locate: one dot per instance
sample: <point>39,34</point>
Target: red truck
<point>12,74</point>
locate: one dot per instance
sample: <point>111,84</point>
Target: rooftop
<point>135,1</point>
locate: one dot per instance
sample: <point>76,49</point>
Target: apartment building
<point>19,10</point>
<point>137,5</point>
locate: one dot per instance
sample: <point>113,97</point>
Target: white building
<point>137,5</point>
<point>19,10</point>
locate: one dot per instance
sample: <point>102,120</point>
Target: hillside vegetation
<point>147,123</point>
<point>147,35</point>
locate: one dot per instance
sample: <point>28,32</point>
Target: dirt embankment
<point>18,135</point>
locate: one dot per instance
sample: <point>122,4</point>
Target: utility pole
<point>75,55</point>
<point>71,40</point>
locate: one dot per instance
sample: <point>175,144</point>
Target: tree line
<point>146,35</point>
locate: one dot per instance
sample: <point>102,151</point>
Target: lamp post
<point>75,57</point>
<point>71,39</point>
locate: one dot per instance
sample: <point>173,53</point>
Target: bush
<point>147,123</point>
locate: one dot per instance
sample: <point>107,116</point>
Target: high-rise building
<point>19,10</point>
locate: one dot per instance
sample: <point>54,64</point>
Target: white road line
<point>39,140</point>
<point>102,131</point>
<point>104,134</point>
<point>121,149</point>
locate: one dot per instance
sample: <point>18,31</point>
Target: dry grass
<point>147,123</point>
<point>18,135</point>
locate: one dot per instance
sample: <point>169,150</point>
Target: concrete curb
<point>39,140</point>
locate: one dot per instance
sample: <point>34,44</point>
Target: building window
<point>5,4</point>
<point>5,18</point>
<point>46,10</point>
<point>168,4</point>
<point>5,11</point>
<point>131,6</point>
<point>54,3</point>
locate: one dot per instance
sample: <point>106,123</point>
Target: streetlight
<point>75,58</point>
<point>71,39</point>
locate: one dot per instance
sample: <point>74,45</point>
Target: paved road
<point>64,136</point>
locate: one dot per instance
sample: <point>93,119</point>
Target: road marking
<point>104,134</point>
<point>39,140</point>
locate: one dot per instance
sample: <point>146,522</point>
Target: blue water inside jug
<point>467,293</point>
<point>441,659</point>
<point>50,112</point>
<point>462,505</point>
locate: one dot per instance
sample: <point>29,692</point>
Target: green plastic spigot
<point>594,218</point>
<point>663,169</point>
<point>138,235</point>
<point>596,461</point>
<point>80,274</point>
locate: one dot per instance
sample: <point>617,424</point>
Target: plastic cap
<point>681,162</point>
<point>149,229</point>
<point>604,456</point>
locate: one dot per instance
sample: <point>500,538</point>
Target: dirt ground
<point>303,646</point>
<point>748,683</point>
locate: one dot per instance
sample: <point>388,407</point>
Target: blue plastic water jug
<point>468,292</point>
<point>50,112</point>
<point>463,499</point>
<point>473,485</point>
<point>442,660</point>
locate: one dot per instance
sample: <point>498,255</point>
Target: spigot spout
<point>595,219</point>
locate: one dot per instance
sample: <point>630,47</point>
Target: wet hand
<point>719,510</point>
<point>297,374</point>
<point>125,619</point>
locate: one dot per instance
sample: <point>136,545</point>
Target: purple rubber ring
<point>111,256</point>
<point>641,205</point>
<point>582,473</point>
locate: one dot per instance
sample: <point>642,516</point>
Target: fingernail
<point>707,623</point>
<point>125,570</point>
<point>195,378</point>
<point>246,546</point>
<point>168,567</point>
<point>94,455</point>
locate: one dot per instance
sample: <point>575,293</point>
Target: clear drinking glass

* Goal: Word for word, extract all the records.

* Result of this exercise:
locate: one dot per instance
sample: <point>39,34</point>
Target: red truck
<point>12,74</point>
locate: one dot per instance
sample: <point>111,84</point>
Target: rooftop
<point>135,1</point>
locate: one dot per instance
sample: <point>76,49</point>
Target: apartment building
<point>19,10</point>
<point>137,5</point>
locate: one dot per instance
sample: <point>113,97</point>
Target: white building
<point>137,5</point>
<point>19,10</point>
locate: one dot per instance
sample: <point>102,120</point>
Target: hillside vegetation
<point>147,123</point>
<point>147,35</point>
locate: one dot per instance
sample: <point>28,32</point>
Target: dirt embankment
<point>18,135</point>
locate: one dot per instance
sample: <point>122,4</point>
Target: utility pole
<point>75,55</point>
<point>71,40</point>
locate: one dot per instance
sample: <point>175,144</point>
Target: tree line
<point>146,35</point>
locate: one dot per instance
sample: <point>102,151</point>
Target: lamp post
<point>75,57</point>
<point>71,39</point>
locate: one dot per instance
sample: <point>173,53</point>
Target: bush
<point>147,123</point>
locate: one dot per instance
sample: <point>107,116</point>
Target: high-rise building
<point>19,10</point>
locate: one dot per instance
sample: <point>54,64</point>
Target: white road line
<point>39,140</point>
<point>102,131</point>
<point>104,134</point>
<point>121,149</point>
locate: one dot per instance
sample: <point>18,31</point>
Target: dry grass
<point>147,123</point>
<point>18,135</point>
locate: one dot per instance
sample: <point>169,150</point>
Target: concrete curb
<point>39,140</point>
locate: one dot per instance
sample: <point>34,44</point>
Target: building window
<point>5,4</point>
<point>5,18</point>
<point>46,10</point>
<point>168,4</point>
<point>5,11</point>
<point>131,6</point>
<point>54,3</point>
locate: one dot per instance
sample: <point>106,123</point>
Target: streetlight
<point>75,58</point>
<point>71,39</point>
locate: one dot per instance
sample: <point>74,45</point>
Target: paved road
<point>64,136</point>
locate: one dot per instance
sample: <point>93,119</point>
Target: road marking
<point>104,134</point>
<point>39,140</point>
locate: one dot per instance
sample: <point>146,522</point>
Target: blue water inside jug
<point>467,293</point>
<point>441,659</point>
<point>50,112</point>
<point>462,505</point>
locate: one dot per instance
sample: <point>29,692</point>
Target: green plastic spigot
<point>594,218</point>
<point>663,169</point>
<point>138,235</point>
<point>596,461</point>
<point>80,274</point>
locate: one dot per instance
sample: <point>617,424</point>
Target: plastic cap
<point>681,162</point>
<point>149,229</point>
<point>604,456</point>
locate: one dot per instance
sample: <point>500,538</point>
Target: dirt ground
<point>303,646</point>
<point>748,683</point>
locate: one dot per instance
sample: <point>388,407</point>
Target: blue plastic water jug
<point>468,292</point>
<point>50,112</point>
<point>463,499</point>
<point>473,485</point>
<point>442,660</point>
locate: one dot per instance
sample: <point>498,255</point>
Target: spigot spout
<point>595,219</point>
locate: one dot per instance
sample: <point>630,47</point>
Target: wet hand
<point>719,510</point>
<point>297,374</point>
<point>125,619</point>
locate: one dot per instance
sample: <point>136,545</point>
Target: purple rubber ring
<point>111,256</point>
<point>641,205</point>
<point>582,473</point>
locate: one dot per instance
sample: <point>642,516</point>
Target: fingernail
<point>707,623</point>
<point>125,570</point>
<point>195,378</point>
<point>246,546</point>
<point>168,567</point>
<point>94,455</point>
locate: one dot per instance
sample: <point>575,293</point>
Target: clear drinking glass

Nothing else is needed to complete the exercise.